> [Saved entries]
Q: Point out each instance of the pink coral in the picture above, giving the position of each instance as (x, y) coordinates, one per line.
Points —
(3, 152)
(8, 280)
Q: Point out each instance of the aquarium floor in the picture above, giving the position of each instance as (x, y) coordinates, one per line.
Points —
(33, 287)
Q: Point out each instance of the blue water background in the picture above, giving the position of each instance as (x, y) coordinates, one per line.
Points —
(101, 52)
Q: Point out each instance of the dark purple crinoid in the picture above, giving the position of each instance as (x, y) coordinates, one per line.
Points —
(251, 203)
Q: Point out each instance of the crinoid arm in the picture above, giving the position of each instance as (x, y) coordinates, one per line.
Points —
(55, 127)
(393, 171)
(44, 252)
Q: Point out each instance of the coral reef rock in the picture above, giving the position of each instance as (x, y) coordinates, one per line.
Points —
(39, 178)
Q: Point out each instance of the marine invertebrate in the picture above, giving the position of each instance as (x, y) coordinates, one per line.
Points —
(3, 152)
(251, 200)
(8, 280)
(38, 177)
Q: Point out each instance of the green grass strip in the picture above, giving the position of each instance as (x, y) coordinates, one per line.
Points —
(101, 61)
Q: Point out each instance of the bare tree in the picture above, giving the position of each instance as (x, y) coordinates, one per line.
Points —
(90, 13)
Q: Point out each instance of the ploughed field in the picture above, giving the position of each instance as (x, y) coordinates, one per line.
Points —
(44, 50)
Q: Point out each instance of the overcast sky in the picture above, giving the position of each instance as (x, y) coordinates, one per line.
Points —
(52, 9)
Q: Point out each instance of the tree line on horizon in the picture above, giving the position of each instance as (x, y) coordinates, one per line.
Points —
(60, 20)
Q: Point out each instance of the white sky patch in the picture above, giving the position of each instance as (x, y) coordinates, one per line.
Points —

> [What you should do] Only a number is wanted here: the tally of lines in the entries that include the word "coral".

> [Solution] 2